___ Data under study ___
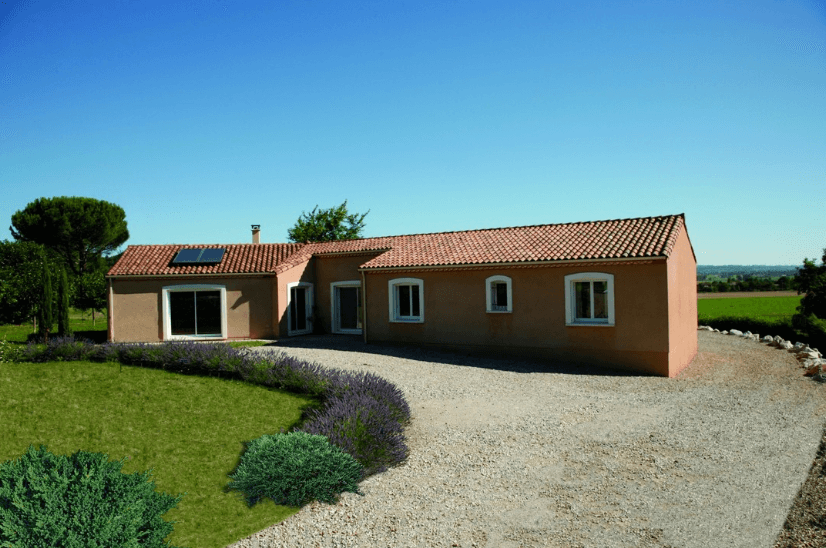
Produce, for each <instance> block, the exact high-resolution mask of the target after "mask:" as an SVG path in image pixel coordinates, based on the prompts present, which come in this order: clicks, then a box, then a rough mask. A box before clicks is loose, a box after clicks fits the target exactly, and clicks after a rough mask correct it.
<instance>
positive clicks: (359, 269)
mask: <svg viewBox="0 0 826 548" xmlns="http://www.w3.org/2000/svg"><path fill="white" fill-rule="evenodd" d="M659 260H662V261H666V260H668V257H666V256H664V255H657V256H653V257H620V258H605V259H567V260H560V261H519V262H512V263H465V264H443V265H409V266H381V267H375V268H359V269H358V270H359V272H382V271H389V270H414V269H415V270H436V269H462V268H475V269H483V268H498V267H508V266H554V265H565V264H585V263H605V262H611V263H624V262H642V261H648V262H652V261H658V262H659Z"/></svg>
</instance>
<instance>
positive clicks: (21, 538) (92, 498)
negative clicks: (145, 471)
mask: <svg viewBox="0 0 826 548" xmlns="http://www.w3.org/2000/svg"><path fill="white" fill-rule="evenodd" d="M124 461H125V459H124V460H121V461H120V462H109V461H108V455H105V454H100V453H87V452H85V451H78V452H76V453H74V454H72V455H71V456H69V457H66V456H65V455H54V454H52V453H51V452H49V451H48V450H47V449H46V447H44V446H41V447H40V448H38V449H34V448H33V446H31V445H30V446H29V448H28V450H27V451H26V453H25V454H23V456H22V457H21V458H20V459H13V460H10V461H6V462H5V463H3V464H2V465H0V546H10V547H16V546H21V547H22V546H55V547H58V546H59V547H65V548H86V547H90V546H131V547H135V548H137V547H138V546H141V547H146V548H155V547H158V548H160V547H166V546H169V545H168V544H166V543H164V538H165V537H167V536H168V535H169V534H170V533H172V530H173V524H174V523H175V522H167V521H164V520H163V518H162V517H161V516H162V515H163V514H165V513H166V512H168V511H169V510H171V509H172V508H174V507H175V506H177V504H178V502H179V501H180V500H181V498H183V494H181V495H178V497H177V498H173V497H172V496H171V495H168V494H166V493H158V492H156V491H155V489H154V482H152V481H150V480H149V479H148V477H149V471H147V472H143V473H139V472H135V473H133V474H124V473H122V472H121V468H122V467H123V462H124ZM184 494H185V493H184ZM172 548H174V547H172Z"/></svg>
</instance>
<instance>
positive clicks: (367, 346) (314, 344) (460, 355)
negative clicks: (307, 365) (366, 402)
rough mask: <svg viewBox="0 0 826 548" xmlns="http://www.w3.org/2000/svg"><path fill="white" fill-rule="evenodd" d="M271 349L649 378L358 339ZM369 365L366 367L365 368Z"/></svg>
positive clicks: (316, 335) (295, 342) (549, 361)
mask: <svg viewBox="0 0 826 548" xmlns="http://www.w3.org/2000/svg"><path fill="white" fill-rule="evenodd" d="M258 348H274V349H279V350H283V351H285V352H287V353H289V350H290V349H291V348H310V349H320V350H337V351H339V352H362V353H365V354H378V355H382V356H391V357H394V358H401V359H406V360H416V361H423V362H431V363H443V364H446V365H464V366H467V367H478V368H480V369H495V370H497V371H509V372H513V373H564V374H568V375H602V376H614V377H651V376H654V375H649V374H645V373H640V372H636V371H635V372H631V371H625V370H622V369H613V368H609V367H603V366H598V365H592V364H586V363H577V362H574V361H563V360H553V361H551V360H548V359H540V358H531V357H523V356H519V357H514V356H512V355H511V356H508V355H507V354H506V353H505V352H502V353H501V354H499V355H497V354H492V353H491V352H489V351H468V350H454V349H449V348H443V347H437V346H432V347H430V346H428V347H424V348H423V347H420V346H414V345H401V344H389V343H370V344H365V343H364V341H363V339H362V337H361V335H304V336H300V337H291V338H289V339H281V340H277V341H272V342H271V343H269V344H266V345H264V346H263V347H258ZM367 365H369V364H367Z"/></svg>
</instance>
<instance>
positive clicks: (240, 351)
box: [17, 337, 410, 477]
mask: <svg viewBox="0 0 826 548" xmlns="http://www.w3.org/2000/svg"><path fill="white" fill-rule="evenodd" d="M74 360H88V361H99V362H111V361H117V362H120V363H123V364H127V365H135V366H140V367H153V368H162V369H164V370H167V371H174V372H179V373H190V374H202V375H213V376H221V377H225V378H237V379H241V380H244V381H246V382H250V383H253V384H258V385H262V386H267V387H272V388H277V389H280V390H288V391H291V392H297V393H301V394H307V395H310V396H314V397H318V398H320V399H321V401H322V405H321V407H320V408H318V409H313V410H310V411H309V412H308V413H307V415H306V420H305V421H304V424H303V425H301V426H300V427H298V428H297V429H296V430H299V431H302V432H305V433H307V434H313V435H321V436H325V437H326V438H327V439H328V440H329V442H330V443H332V444H333V445H335V446H337V447H339V448H340V449H342V450H343V451H345V452H346V453H348V454H349V455H351V456H352V457H353V458H354V459H355V460H356V461H357V462H358V463H359V464H360V465H361V466H362V467H363V477H367V476H370V475H373V474H376V473H379V472H383V471H385V470H386V469H387V468H388V467H389V466H393V465H396V464H399V463H401V462H402V461H404V460H405V459H406V458H407V455H408V448H407V445H406V444H405V439H404V426H405V425H406V424H407V423H408V422H409V420H410V407H409V405H408V404H407V401H406V400H405V398H404V394H403V393H402V391H401V390H399V389H398V388H397V387H396V386H395V385H394V384H392V383H390V382H388V381H387V380H385V379H383V378H381V377H379V376H378V375H375V374H373V373H357V372H350V371H339V370H334V369H326V368H324V367H322V366H321V365H319V364H317V363H310V362H306V361H303V360H299V359H297V358H294V357H292V356H288V355H287V354H285V353H284V352H279V353H276V354H271V355H268V356H266V355H263V354H258V353H255V352H252V351H250V350H249V349H246V348H240V349H236V348H232V347H231V346H229V345H226V344H221V343H215V344H209V343H196V342H166V343H162V344H144V343H130V344H123V343H120V344H111V343H106V344H102V345H95V344H93V343H91V342H90V341H88V340H75V339H74V338H73V337H55V338H53V339H51V340H50V341H49V343H48V344H35V343H29V344H28V345H27V346H26V347H25V348H23V349H22V351H20V356H19V357H18V358H17V361H24V362H45V361H74Z"/></svg>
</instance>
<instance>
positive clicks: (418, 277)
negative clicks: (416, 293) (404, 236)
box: [366, 259, 696, 376]
mask: <svg viewBox="0 0 826 548" xmlns="http://www.w3.org/2000/svg"><path fill="white" fill-rule="evenodd" d="M667 269H668V267H667V265H666V261H665V259H656V260H652V261H623V262H608V261H606V262H587V261H582V262H577V263H567V264H564V265H553V266H550V265H549V266H545V267H525V268H514V267H502V268H489V269H454V270H452V271H451V270H437V269H432V270H424V269H420V270H414V269H410V270H393V271H382V272H368V273H367V275H366V295H367V318H368V335H367V339H368V342H390V343H411V344H420V345H436V346H439V347H443V348H457V349H467V350H480V351H484V352H491V353H497V354H520V355H525V356H532V357H538V358H543V359H558V360H565V361H570V362H575V363H580V364H595V365H604V366H608V367H614V368H623V369H632V370H637V371H644V372H648V373H653V374H657V375H664V376H668V375H669V373H670V369H669V358H670V350H669V337H670V335H671V332H670V331H669V324H668V322H667V321H666V320H667V318H668V317H669V310H668V306H669V292H668V286H667V283H668V277H667ZM583 272H600V273H607V274H612V275H613V276H614V291H615V295H614V309H615V325H614V326H602V325H588V326H585V325H576V326H568V325H566V317H565V307H566V303H565V291H566V288H565V276H566V275H568V274H578V273H583ZM493 275H505V276H509V277H510V278H511V280H512V282H511V285H512V308H513V310H512V312H511V313H490V312H486V301H485V292H486V284H485V280H486V278H488V277H489V276H493ZM407 277H410V278H419V279H421V280H423V283H424V322H423V323H394V322H391V321H390V310H389V291H388V282H389V281H390V280H392V279H395V278H407ZM684 323H685V322H684ZM675 333H676V328H675ZM693 334H694V336H695V337H696V331H694V332H693ZM684 353H685V352H684Z"/></svg>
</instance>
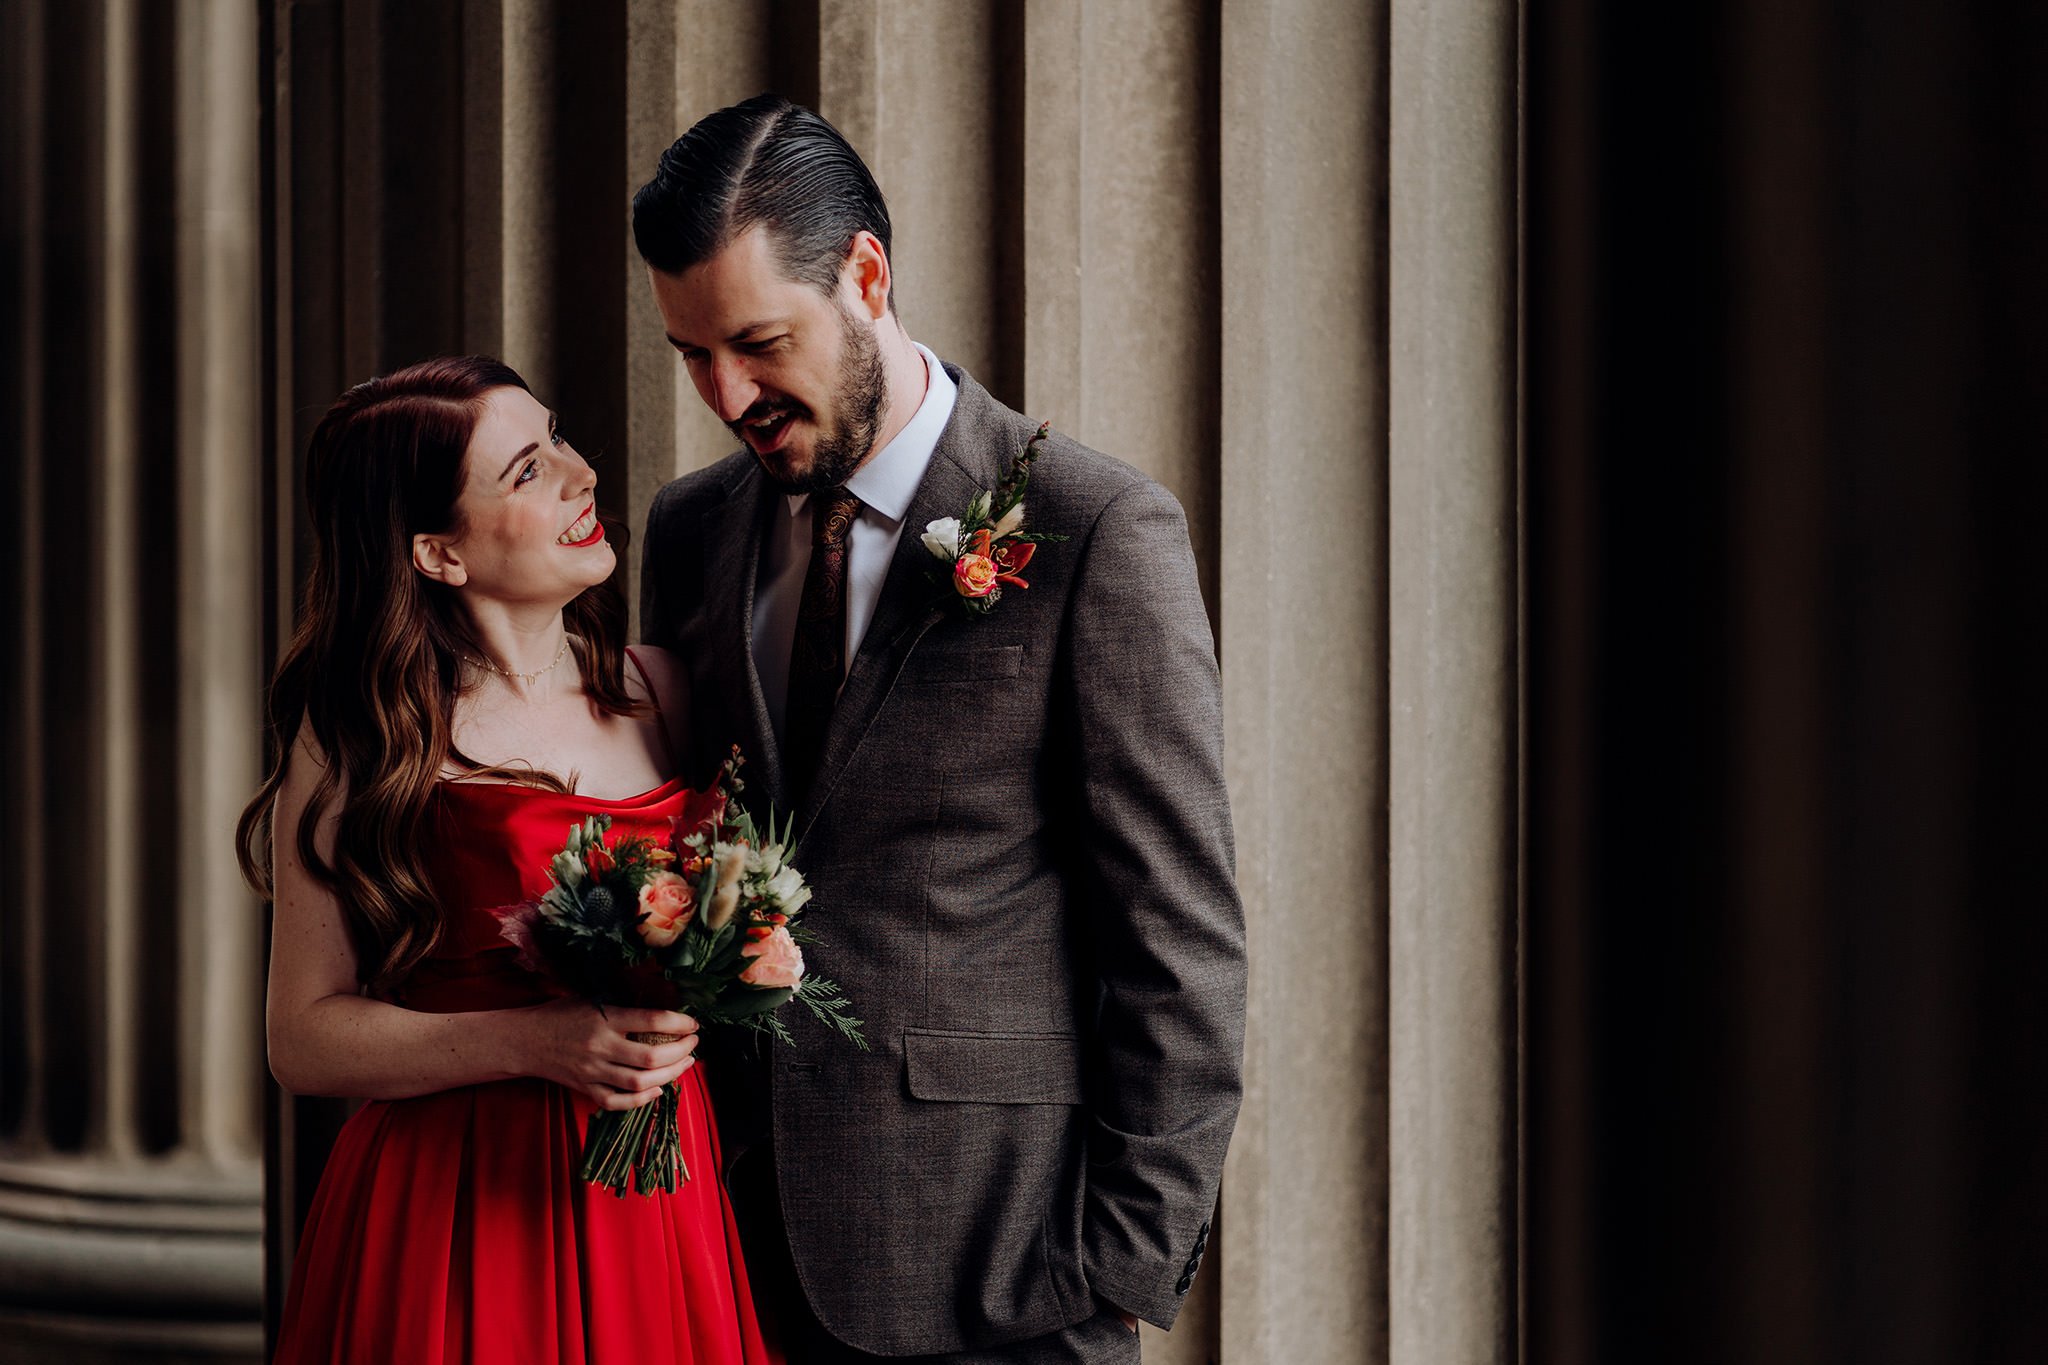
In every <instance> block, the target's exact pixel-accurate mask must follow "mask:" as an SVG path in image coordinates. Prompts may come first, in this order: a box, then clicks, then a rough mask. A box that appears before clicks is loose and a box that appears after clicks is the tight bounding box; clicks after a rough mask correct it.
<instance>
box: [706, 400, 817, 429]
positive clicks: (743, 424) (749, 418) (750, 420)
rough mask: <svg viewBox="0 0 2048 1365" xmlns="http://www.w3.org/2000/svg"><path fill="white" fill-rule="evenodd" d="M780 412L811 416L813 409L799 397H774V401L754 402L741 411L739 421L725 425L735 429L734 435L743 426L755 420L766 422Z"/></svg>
mask: <svg viewBox="0 0 2048 1365" xmlns="http://www.w3.org/2000/svg"><path fill="white" fill-rule="evenodd" d="M778 413H788V415H791V417H809V415H811V409H809V407H805V405H803V403H799V401H797V399H774V401H768V399H762V401H760V403H754V405H752V407H748V409H745V411H743V413H739V422H727V424H725V426H729V428H731V430H733V436H737V434H739V432H741V428H745V426H752V424H754V422H766V420H768V417H774V415H778Z"/></svg>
___
▸ Task brief: Please pull out each line of the records that contains the string "negative", and reproduce those lines in full.

▸ Task answer:
negative clicks: (145, 471)
negative clicks: (307, 365) (366, 402)
negative clicks: (416, 293) (404, 236)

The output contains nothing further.